Referring expression data
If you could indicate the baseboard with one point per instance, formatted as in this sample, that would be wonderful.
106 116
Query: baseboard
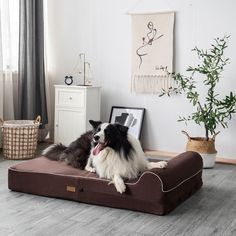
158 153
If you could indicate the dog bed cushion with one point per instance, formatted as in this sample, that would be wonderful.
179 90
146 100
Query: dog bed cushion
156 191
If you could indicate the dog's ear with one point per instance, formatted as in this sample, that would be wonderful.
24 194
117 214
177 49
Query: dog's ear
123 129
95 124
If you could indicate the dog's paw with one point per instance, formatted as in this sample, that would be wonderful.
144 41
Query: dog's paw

* * *

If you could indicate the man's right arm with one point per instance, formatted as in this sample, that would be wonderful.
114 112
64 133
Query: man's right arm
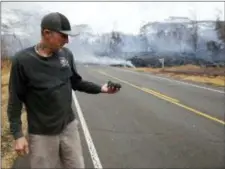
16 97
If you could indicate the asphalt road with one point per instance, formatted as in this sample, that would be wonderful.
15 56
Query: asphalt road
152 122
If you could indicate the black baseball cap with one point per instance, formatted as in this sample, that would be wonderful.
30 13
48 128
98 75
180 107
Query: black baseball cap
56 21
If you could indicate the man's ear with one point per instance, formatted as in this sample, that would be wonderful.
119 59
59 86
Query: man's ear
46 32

* * *

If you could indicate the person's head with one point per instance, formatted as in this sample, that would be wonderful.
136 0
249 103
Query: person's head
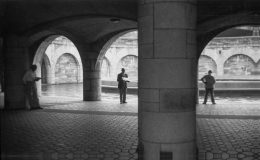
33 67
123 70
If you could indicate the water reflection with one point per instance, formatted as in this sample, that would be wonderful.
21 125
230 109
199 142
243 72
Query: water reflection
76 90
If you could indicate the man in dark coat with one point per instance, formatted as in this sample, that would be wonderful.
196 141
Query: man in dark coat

__ACTION ITEM__
Report how many lines of the entries hold the string "dark". Provide the number alone.

__TASK ANSWER__
2